Entries taken from a collection:
- Opening Delimiter -

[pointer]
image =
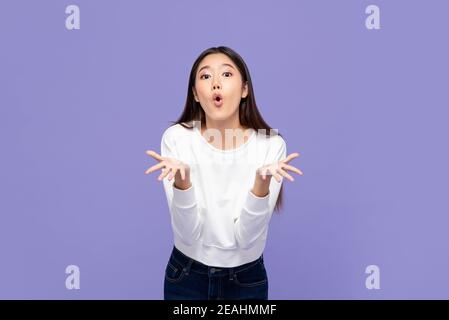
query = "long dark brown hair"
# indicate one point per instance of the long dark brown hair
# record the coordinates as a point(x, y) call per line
point(249, 115)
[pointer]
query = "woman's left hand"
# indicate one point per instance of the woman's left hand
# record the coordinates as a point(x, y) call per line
point(279, 169)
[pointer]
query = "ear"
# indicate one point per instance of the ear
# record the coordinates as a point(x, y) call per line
point(245, 89)
point(194, 94)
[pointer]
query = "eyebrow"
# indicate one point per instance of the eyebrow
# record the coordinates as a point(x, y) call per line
point(224, 64)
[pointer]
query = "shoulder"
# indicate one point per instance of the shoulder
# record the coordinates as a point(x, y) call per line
point(176, 132)
point(274, 141)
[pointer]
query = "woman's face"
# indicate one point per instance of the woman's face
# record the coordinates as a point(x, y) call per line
point(219, 86)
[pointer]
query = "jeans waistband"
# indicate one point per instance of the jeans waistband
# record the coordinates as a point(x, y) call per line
point(192, 264)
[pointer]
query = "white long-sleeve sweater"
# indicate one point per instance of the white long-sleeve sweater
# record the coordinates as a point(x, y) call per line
point(218, 221)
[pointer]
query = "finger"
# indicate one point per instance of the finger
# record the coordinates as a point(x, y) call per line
point(164, 173)
point(275, 174)
point(183, 173)
point(291, 168)
point(262, 172)
point(155, 155)
point(290, 157)
point(285, 174)
point(172, 173)
point(155, 167)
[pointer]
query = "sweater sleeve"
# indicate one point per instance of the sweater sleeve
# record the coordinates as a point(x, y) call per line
point(182, 204)
point(256, 212)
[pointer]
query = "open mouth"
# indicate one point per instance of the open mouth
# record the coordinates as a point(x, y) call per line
point(218, 100)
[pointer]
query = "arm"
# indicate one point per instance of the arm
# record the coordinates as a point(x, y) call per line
point(260, 202)
point(181, 199)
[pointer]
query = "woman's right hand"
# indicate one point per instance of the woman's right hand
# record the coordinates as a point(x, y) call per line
point(171, 167)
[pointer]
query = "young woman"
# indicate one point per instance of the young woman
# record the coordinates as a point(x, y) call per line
point(220, 158)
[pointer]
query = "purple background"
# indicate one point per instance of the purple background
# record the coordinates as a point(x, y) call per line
point(364, 108)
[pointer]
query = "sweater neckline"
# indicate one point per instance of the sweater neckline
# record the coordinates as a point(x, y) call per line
point(243, 145)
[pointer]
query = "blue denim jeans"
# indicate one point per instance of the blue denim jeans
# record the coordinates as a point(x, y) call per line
point(188, 279)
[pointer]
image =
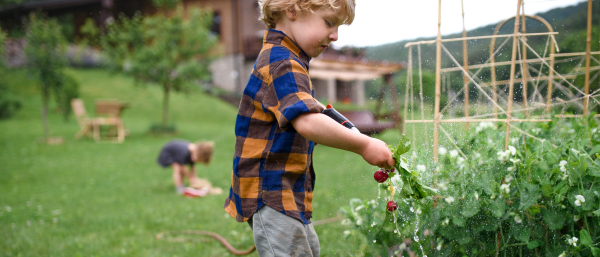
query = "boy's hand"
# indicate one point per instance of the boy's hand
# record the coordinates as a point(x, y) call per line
point(377, 153)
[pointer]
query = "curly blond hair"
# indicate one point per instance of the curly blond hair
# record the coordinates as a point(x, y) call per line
point(271, 9)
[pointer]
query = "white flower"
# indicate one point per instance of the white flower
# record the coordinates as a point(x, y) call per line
point(575, 152)
point(445, 222)
point(579, 200)
point(514, 140)
point(402, 246)
point(518, 219)
point(442, 150)
point(512, 150)
point(453, 153)
point(503, 155)
point(573, 241)
point(443, 186)
point(505, 188)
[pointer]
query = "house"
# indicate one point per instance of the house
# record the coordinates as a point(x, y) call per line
point(337, 75)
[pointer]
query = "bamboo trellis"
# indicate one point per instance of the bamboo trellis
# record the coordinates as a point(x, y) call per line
point(552, 81)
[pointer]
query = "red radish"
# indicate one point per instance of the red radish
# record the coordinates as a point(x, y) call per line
point(380, 176)
point(392, 206)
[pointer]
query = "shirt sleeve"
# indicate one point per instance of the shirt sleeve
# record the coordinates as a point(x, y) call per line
point(290, 94)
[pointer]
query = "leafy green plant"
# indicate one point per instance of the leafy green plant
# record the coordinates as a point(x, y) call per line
point(537, 198)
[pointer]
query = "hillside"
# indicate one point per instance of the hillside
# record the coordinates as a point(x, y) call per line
point(570, 22)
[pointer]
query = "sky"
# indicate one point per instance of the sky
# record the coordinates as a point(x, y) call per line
point(386, 21)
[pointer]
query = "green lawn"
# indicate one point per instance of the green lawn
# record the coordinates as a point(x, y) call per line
point(83, 198)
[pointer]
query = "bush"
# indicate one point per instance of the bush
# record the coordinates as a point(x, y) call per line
point(534, 199)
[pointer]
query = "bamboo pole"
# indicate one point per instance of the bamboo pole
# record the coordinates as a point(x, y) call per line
point(512, 78)
point(588, 49)
point(493, 74)
point(408, 84)
point(461, 120)
point(421, 92)
point(485, 65)
point(428, 42)
point(573, 54)
point(390, 81)
point(438, 67)
point(524, 71)
point(550, 77)
point(466, 66)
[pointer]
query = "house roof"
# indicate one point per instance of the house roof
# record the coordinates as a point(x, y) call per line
point(46, 4)
point(350, 70)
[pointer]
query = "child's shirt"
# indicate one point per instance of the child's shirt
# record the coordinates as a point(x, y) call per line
point(272, 164)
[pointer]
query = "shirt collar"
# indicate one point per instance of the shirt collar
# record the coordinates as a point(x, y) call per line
point(279, 38)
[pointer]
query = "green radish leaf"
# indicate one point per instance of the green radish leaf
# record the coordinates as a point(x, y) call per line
point(470, 207)
point(403, 146)
point(595, 252)
point(497, 207)
point(521, 233)
point(554, 219)
point(529, 195)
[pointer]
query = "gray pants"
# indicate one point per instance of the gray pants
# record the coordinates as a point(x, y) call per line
point(276, 234)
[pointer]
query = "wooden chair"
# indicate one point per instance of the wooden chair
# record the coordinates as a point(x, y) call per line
point(86, 124)
point(108, 113)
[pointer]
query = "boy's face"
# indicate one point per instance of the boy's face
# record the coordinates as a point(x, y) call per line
point(314, 31)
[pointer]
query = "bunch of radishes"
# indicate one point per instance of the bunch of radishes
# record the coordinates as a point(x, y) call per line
point(381, 176)
point(408, 183)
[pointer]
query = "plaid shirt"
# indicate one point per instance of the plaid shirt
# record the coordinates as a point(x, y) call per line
point(273, 163)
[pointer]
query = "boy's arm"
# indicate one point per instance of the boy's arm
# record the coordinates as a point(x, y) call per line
point(321, 129)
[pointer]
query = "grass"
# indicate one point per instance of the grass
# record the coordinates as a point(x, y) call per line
point(83, 198)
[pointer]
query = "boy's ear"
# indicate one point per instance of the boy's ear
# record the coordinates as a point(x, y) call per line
point(291, 14)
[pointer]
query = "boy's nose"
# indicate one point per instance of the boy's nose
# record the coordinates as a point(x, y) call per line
point(333, 36)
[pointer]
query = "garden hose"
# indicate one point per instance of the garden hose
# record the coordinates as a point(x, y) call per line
point(222, 240)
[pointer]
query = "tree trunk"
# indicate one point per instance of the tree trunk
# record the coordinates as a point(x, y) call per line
point(166, 88)
point(45, 96)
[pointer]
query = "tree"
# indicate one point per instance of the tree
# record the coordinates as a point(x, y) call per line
point(174, 51)
point(46, 58)
point(8, 103)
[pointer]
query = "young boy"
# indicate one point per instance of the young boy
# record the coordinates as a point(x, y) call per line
point(178, 154)
point(279, 122)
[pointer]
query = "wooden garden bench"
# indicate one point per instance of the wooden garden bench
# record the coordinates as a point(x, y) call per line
point(109, 113)
point(366, 123)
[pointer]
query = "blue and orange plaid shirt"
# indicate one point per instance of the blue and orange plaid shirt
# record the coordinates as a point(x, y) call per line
point(272, 164)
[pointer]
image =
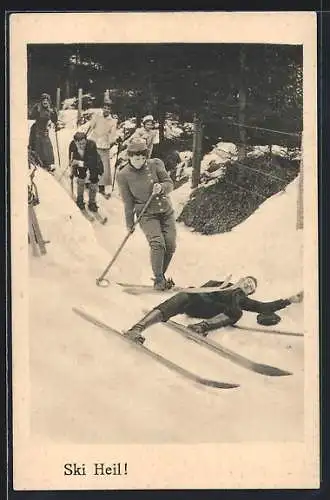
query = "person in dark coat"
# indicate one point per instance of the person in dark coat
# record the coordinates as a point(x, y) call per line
point(137, 180)
point(85, 161)
point(217, 309)
point(39, 140)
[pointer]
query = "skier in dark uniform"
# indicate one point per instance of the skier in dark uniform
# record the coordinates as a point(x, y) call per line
point(39, 141)
point(84, 159)
point(217, 309)
point(137, 180)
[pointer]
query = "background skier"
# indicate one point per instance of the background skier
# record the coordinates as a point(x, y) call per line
point(146, 132)
point(217, 309)
point(103, 130)
point(84, 160)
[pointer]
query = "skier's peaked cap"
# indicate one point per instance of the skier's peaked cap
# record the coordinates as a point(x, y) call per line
point(148, 118)
point(137, 145)
point(252, 278)
point(268, 319)
point(79, 136)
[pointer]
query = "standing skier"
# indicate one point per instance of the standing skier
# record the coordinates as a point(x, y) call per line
point(102, 131)
point(218, 309)
point(84, 160)
point(137, 180)
point(39, 140)
point(146, 132)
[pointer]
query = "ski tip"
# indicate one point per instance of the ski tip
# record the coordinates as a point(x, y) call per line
point(272, 371)
point(219, 385)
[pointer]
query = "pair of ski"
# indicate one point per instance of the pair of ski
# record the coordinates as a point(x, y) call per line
point(134, 289)
point(215, 347)
point(94, 216)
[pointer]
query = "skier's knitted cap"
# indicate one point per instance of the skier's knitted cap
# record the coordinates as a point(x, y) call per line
point(137, 145)
point(45, 96)
point(148, 118)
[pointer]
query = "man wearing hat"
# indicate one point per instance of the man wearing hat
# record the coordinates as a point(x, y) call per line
point(103, 131)
point(39, 141)
point(146, 132)
point(217, 309)
point(137, 180)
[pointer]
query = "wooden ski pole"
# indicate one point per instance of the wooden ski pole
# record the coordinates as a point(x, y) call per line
point(101, 281)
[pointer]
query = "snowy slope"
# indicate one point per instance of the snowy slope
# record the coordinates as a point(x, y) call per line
point(88, 387)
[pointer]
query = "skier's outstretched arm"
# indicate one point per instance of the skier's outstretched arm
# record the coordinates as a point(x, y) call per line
point(268, 307)
point(164, 179)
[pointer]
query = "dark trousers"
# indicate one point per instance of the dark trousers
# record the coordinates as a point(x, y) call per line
point(175, 305)
point(160, 231)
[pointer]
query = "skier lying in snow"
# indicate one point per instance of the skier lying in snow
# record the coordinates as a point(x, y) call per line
point(218, 309)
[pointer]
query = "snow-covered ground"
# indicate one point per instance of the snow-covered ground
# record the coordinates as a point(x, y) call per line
point(90, 387)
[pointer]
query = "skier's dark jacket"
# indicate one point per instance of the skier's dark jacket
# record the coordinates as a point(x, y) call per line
point(232, 303)
point(91, 159)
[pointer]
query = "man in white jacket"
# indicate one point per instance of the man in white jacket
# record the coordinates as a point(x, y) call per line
point(103, 131)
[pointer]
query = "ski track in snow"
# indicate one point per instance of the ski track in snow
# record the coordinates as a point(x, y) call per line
point(89, 387)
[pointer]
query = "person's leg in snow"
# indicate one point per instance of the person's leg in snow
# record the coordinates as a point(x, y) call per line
point(150, 225)
point(168, 227)
point(92, 190)
point(105, 179)
point(80, 193)
point(164, 311)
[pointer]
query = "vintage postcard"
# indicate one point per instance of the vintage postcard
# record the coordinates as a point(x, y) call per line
point(165, 263)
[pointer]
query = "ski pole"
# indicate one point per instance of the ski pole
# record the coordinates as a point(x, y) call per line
point(65, 170)
point(101, 281)
point(58, 150)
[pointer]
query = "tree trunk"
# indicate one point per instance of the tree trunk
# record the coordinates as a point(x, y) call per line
point(197, 152)
point(300, 198)
point(242, 106)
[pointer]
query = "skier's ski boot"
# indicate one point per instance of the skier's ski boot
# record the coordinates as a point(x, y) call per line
point(103, 193)
point(199, 328)
point(92, 207)
point(169, 283)
point(134, 334)
point(160, 283)
point(151, 318)
point(80, 204)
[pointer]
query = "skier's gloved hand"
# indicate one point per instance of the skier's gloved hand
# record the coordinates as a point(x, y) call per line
point(295, 299)
point(200, 328)
point(157, 188)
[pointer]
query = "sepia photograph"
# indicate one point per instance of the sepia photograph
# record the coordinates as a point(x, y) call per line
point(169, 247)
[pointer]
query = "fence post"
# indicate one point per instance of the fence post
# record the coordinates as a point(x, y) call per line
point(58, 98)
point(79, 106)
point(300, 198)
point(197, 152)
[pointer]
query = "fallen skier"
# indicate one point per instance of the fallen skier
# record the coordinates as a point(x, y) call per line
point(217, 309)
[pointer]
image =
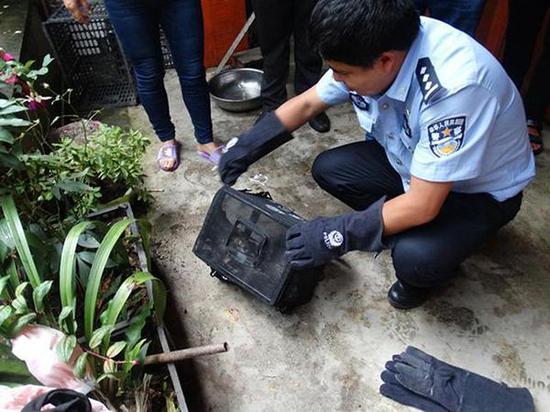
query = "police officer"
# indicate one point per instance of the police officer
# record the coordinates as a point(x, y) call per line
point(445, 158)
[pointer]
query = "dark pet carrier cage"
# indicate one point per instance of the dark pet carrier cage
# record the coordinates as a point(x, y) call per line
point(243, 241)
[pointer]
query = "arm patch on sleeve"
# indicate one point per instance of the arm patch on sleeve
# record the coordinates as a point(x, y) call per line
point(427, 79)
point(446, 136)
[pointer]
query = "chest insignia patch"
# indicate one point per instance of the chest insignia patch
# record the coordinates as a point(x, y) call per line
point(406, 127)
point(446, 136)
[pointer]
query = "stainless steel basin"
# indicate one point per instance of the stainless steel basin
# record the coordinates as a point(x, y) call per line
point(237, 90)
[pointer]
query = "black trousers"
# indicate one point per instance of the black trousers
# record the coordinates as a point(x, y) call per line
point(276, 21)
point(359, 173)
point(524, 24)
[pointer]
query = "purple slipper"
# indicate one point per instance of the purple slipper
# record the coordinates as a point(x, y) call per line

- Closing Delimiter -

**Exercise requirements**
Give back, word for word, the lines of the records that run from the one holding "# indicate one point per instance of the police" to the very last.

**Response to this task**
# indicate one point per instance of the police officer
# record the coordinates as a point(x, y) call per line
point(445, 158)
[pointer]
query = "dark pet carrier cage"
# indicate one point per instance of the dark pet carrier cage
# record the coordinates as a point(x, y) call per line
point(243, 241)
[pointer]
query = "arm patch on sleeve"
# indicate one point per instance of the arm patch on sleeve
# record the coordinates as a point(x, y) call per line
point(427, 79)
point(446, 136)
[pointer]
query = "chest insignia patch"
# indicate one point per instance of the chest insignia patch
# record the coordinates as a point(x, y) call per line
point(406, 127)
point(446, 136)
[pointer]
query = "stainless steel basin"
# indicate one point per instance of the stainless steel basin
# record the coordinates as a point(x, y) call per line
point(237, 90)
[pointer]
query = "black trousers"
# indicate one point per instance of the black trousers
# record the coordinates as a point(x, y) call per line
point(276, 21)
point(359, 173)
point(524, 24)
[pointer]
query = "purple slipper"
# indicate one point per instance of the purple slipper
# record the coordinates as a point(x, y) call per line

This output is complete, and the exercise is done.